**DIRECTIONS**
Retype the data below word for word, keeping every line as it appears.

☆ ☆ ☆ ☆

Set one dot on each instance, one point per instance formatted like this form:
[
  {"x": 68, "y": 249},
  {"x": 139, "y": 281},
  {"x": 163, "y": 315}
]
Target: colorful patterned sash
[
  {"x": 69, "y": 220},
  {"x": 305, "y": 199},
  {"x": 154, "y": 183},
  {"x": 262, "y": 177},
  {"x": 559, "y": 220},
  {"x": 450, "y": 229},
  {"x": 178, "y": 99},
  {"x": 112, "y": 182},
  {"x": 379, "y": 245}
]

☆ ☆ ☆ ☆

**RESPONSE**
Set one dot on each instance, one point per instance formatted like this form:
[
  {"x": 68, "y": 249},
  {"x": 139, "y": 281},
  {"x": 163, "y": 315}
]
Target: colorful patterned sash
[
  {"x": 69, "y": 220},
  {"x": 305, "y": 199},
  {"x": 154, "y": 183},
  {"x": 262, "y": 177},
  {"x": 559, "y": 220},
  {"x": 450, "y": 229},
  {"x": 178, "y": 99},
  {"x": 112, "y": 182},
  {"x": 379, "y": 245}
]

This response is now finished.